▶ **Directions**: Write out the records word for word, from the line containing "Could you please point to the castle tower" through the end of the records, and nothing else.

▶ **Stored records**:
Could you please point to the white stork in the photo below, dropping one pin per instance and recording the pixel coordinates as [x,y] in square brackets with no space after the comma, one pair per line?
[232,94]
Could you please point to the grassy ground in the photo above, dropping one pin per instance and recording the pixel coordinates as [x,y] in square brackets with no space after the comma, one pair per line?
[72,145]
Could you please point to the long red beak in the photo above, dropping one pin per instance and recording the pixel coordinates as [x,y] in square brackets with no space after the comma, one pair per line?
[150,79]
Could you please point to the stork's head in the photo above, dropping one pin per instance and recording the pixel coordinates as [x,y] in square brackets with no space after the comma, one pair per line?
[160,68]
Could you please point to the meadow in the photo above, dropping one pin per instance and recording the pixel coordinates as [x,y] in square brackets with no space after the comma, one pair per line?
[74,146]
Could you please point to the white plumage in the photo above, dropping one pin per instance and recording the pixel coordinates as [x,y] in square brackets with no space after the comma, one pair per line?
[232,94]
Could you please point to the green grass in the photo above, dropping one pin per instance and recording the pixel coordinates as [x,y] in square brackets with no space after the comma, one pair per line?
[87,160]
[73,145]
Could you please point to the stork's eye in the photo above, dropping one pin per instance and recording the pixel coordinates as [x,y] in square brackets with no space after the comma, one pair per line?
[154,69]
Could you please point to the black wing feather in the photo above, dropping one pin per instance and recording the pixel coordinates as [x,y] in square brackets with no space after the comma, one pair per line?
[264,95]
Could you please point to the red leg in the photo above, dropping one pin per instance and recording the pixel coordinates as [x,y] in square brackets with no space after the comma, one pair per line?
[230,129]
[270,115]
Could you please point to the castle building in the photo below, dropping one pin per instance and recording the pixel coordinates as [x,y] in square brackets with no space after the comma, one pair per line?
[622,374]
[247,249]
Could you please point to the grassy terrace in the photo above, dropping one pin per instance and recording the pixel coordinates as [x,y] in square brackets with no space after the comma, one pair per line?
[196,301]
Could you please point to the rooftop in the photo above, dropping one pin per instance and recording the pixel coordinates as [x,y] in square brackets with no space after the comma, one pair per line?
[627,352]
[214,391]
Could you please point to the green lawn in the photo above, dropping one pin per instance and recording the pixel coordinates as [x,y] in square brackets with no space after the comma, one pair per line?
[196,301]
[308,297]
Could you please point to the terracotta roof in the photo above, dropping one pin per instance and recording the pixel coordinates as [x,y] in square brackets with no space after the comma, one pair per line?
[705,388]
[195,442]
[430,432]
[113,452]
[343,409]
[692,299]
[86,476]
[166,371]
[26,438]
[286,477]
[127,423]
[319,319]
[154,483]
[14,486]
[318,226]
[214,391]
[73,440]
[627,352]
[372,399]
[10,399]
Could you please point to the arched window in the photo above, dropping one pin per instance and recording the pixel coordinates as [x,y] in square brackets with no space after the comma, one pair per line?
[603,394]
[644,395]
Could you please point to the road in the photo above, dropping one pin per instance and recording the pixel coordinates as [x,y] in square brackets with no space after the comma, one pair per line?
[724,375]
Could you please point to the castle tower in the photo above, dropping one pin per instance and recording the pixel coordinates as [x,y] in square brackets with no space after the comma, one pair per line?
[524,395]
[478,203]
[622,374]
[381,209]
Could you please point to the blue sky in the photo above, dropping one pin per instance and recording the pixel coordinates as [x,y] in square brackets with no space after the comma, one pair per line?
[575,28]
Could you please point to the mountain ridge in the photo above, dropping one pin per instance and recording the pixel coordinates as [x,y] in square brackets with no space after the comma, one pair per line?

▶ **Expected answer**:
Could you please point to the castle tower in the photo above, dropping one pin per instance and recording the pixel coordinates as [x,y] in square brackets with no space after the comma, one pair per line?
[524,395]
[478,203]
[622,374]
[381,209]
Could you please point to the blue sky in the photo above, dropping one pin per instance and recording the pixel coordinates as [x,y] in square brackets with no space after the comma, one pair per line?
[575,28]
Could you please point to the mountain ridge in the photo above, dropping one pin per instance and recording the pixel coordinates as [x,y] in square brackets with no space after the comma, one pair per line?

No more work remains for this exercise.